> [WORK ORDER]:
A faithful copy of the entire listing is what is needed.

> [RECORDS FOR PROCESSING]:
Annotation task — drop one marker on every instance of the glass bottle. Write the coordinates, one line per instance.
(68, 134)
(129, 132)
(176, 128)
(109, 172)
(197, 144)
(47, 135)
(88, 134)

> [SOLUTION FOR THIS EXERCISE]:
Annotation task — drop one marker on every instance of the glass bottle. Write the coordinates, one line per instance.
(68, 134)
(129, 132)
(176, 128)
(109, 172)
(197, 144)
(47, 135)
(88, 134)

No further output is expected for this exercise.